* **EXERCISE PROMPT**: Take the line containing "The service MUST place one dot on the green topiary" and each line after it through the end of the data below, and return them exactly, minus any pictures.

Region pointing data
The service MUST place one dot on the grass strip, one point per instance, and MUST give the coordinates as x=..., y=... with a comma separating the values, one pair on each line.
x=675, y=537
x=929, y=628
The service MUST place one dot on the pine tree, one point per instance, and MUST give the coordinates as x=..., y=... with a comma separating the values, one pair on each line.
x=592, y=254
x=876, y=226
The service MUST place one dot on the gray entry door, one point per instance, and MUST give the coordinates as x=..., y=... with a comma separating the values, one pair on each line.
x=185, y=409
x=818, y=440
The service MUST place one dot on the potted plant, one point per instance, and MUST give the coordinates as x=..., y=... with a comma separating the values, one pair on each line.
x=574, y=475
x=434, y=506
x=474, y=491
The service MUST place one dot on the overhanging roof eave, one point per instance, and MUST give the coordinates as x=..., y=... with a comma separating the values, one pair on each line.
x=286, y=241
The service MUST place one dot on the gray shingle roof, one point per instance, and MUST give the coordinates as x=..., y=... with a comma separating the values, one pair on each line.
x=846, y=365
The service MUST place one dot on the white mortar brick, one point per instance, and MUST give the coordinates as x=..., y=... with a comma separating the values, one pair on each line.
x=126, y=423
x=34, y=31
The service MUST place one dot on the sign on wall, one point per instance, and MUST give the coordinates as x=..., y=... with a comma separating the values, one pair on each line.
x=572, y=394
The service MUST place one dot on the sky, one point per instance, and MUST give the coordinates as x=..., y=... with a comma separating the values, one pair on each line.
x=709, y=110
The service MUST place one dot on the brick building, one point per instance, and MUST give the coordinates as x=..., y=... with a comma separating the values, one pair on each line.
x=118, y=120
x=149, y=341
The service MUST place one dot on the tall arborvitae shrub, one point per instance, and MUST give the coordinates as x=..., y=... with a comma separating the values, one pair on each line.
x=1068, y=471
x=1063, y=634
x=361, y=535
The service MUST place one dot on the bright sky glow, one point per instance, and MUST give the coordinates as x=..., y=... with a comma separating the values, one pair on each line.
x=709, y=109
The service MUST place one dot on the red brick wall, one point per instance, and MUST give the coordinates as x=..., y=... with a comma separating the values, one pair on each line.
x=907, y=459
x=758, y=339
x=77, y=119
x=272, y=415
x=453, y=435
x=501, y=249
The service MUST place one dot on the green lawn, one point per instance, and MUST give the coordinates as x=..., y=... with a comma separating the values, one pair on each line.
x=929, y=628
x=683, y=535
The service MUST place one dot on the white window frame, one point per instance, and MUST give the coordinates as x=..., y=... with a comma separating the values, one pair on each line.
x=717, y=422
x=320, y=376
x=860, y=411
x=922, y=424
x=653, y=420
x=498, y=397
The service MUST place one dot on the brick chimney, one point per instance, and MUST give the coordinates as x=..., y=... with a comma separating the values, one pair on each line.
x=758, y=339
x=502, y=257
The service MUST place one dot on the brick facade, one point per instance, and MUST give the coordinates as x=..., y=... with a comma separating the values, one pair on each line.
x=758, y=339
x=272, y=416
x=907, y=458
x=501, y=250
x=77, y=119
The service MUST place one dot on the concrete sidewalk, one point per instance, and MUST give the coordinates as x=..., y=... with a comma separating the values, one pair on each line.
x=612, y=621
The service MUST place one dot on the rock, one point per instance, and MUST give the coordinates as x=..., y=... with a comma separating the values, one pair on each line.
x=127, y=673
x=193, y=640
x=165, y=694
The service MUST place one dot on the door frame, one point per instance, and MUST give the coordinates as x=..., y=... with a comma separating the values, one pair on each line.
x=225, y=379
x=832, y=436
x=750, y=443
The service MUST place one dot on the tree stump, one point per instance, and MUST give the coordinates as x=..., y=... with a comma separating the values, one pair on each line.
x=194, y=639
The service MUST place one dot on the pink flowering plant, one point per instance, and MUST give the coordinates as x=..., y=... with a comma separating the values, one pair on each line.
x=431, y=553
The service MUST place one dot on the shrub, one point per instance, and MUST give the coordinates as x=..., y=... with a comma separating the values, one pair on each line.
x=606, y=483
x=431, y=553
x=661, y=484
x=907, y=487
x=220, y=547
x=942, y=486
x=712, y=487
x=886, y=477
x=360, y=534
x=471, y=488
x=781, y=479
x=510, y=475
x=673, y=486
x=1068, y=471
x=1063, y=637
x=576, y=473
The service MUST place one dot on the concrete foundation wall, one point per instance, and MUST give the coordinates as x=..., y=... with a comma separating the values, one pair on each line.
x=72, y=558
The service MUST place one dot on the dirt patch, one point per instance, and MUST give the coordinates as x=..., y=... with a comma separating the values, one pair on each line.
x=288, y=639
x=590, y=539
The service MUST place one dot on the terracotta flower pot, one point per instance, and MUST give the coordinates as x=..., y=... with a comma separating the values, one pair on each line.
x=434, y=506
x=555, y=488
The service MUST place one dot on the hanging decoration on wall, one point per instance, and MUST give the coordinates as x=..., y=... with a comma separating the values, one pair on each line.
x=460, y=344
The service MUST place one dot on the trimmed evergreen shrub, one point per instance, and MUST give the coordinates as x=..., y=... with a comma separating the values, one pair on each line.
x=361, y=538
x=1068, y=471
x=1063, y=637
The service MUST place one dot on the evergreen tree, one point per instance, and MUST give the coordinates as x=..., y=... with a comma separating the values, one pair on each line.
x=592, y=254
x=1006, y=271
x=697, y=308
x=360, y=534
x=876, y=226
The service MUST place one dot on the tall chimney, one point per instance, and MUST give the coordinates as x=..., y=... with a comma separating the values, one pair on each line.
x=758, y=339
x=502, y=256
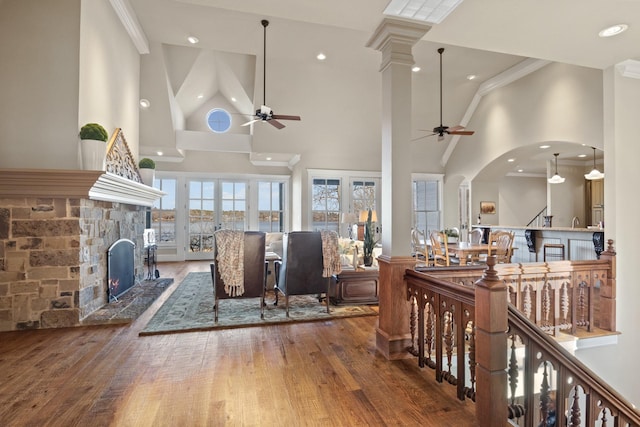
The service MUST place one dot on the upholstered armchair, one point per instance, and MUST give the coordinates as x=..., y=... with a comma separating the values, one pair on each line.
x=232, y=279
x=302, y=268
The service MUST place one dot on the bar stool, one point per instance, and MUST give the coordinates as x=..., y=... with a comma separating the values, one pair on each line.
x=553, y=253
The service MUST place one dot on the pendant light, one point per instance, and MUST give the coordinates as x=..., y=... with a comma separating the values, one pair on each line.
x=556, y=179
x=595, y=173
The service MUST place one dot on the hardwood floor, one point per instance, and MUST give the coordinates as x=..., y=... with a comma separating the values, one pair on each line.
x=319, y=373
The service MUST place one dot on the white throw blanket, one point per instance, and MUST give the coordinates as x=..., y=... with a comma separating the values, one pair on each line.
x=230, y=258
x=330, y=255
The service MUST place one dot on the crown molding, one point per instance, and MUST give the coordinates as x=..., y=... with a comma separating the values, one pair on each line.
x=629, y=68
x=131, y=24
x=508, y=76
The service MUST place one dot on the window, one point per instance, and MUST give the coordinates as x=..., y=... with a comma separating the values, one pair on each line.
x=163, y=212
x=271, y=206
x=201, y=216
x=234, y=205
x=325, y=210
x=363, y=196
x=218, y=120
x=426, y=205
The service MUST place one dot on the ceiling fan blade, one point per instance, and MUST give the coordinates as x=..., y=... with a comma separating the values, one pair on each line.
x=284, y=117
x=250, y=122
x=422, y=137
x=275, y=124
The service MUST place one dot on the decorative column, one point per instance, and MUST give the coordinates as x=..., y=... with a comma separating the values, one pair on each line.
x=395, y=40
x=491, y=343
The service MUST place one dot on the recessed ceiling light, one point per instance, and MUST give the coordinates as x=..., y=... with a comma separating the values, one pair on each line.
x=613, y=30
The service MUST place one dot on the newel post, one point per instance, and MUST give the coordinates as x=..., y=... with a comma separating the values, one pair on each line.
x=607, y=309
x=491, y=348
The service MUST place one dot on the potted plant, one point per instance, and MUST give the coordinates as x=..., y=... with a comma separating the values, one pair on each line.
x=369, y=241
x=93, y=147
x=147, y=169
x=452, y=235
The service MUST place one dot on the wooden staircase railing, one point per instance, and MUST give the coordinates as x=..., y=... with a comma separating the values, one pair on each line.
x=533, y=373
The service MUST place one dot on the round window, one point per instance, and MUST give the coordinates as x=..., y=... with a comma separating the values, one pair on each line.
x=218, y=120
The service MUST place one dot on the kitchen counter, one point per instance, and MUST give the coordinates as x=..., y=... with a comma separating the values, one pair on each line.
x=578, y=242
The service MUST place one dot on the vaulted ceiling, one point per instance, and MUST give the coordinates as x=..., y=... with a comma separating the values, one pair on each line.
x=483, y=38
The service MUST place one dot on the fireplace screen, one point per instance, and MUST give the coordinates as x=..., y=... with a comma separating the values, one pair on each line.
x=120, y=268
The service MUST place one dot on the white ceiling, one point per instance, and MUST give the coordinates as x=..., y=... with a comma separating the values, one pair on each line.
x=481, y=37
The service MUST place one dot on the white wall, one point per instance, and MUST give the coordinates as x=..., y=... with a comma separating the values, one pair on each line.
x=519, y=199
x=64, y=63
x=109, y=77
x=39, y=42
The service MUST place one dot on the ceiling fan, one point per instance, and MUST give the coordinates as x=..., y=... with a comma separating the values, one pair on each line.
x=442, y=130
x=265, y=114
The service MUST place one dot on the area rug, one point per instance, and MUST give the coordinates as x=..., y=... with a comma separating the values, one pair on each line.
x=190, y=308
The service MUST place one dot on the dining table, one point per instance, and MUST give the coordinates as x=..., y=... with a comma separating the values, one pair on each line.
x=463, y=251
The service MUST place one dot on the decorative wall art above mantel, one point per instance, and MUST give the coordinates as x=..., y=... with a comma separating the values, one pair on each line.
x=119, y=159
x=487, y=208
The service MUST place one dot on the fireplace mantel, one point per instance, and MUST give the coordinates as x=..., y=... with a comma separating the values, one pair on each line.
x=94, y=185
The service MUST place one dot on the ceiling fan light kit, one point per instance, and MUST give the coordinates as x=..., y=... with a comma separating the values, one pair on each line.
x=556, y=179
x=595, y=173
x=265, y=114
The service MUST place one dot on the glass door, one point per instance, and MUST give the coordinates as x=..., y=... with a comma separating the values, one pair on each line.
x=234, y=205
x=202, y=219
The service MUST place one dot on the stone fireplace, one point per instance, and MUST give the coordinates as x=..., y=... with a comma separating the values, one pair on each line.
x=55, y=230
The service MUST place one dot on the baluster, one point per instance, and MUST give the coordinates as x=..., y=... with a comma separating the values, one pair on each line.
x=429, y=334
x=515, y=410
x=527, y=306
x=604, y=418
x=575, y=421
x=564, y=304
x=448, y=341
x=412, y=327
x=582, y=304
x=471, y=392
x=546, y=305
x=545, y=399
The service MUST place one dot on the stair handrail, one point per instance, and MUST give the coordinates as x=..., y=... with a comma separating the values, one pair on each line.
x=536, y=218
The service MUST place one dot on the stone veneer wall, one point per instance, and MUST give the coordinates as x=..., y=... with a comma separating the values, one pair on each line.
x=53, y=258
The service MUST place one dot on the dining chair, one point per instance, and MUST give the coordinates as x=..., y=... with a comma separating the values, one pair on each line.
x=419, y=247
x=500, y=244
x=440, y=250
x=475, y=238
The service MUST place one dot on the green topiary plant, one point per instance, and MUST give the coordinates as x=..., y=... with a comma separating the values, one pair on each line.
x=146, y=163
x=94, y=131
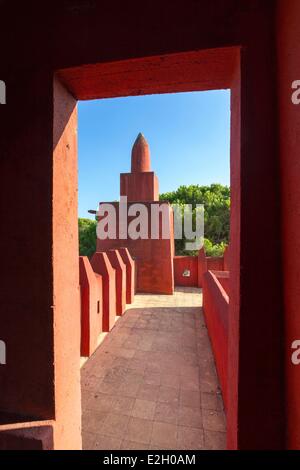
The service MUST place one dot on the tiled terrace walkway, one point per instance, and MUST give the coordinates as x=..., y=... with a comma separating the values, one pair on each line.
x=152, y=383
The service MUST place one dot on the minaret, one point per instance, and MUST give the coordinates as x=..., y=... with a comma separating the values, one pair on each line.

* **ANSWER BOX**:
The service MUST place one dot on the green topiary plant, one point per instance, and MUST give the coordinates as x=..., y=... with a comma separating the values, one pair on each line.
x=146, y=163
x=94, y=131
The service MUST place one dot on the tiled terrace walkway, one point per instance, and MUST give the coordinates as x=..., y=... with a comma separating the values, one pair on each line.
x=152, y=383
The service MUST place one dot on the minaret, one point per instance, and MUST give the coordinates as x=..., y=... with a comma separating the values, one pair on each line.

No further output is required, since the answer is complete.